Work item
Look through the lines below and copy each one that includes "gilded".

Dataset entries:
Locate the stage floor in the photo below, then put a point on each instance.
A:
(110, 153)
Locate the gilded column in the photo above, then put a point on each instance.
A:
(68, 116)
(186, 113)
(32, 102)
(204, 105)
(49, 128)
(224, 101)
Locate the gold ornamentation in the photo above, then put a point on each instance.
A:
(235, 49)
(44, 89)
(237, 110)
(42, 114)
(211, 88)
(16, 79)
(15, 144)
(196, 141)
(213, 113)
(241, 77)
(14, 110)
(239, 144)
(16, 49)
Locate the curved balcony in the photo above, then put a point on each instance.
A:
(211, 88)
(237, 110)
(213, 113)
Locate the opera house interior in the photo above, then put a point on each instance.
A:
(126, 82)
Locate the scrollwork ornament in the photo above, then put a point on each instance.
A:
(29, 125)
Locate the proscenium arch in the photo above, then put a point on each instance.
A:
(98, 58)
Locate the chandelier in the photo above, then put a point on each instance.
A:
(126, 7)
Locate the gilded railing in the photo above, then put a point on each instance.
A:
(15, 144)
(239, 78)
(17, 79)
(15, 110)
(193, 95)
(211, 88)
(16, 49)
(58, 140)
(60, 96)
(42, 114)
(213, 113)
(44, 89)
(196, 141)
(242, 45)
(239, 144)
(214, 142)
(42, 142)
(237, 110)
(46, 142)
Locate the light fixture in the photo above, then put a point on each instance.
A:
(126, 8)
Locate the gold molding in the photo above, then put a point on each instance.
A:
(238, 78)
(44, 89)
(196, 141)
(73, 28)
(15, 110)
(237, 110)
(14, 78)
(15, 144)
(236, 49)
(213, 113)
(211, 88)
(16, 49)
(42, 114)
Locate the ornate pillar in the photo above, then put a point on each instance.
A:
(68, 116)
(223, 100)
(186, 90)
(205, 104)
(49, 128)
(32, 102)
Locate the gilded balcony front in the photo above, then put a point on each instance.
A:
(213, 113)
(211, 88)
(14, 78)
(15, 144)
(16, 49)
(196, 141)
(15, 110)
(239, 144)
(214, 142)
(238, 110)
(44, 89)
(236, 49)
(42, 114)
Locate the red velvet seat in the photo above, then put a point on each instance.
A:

Answer to this problem
Locate the gilded column in the photo above, then put a point on each instance.
Locate the gilded railing in the photo above, then put a point on each instance.
Locate the gilded balcony front in the photo above, then put a point on each instance.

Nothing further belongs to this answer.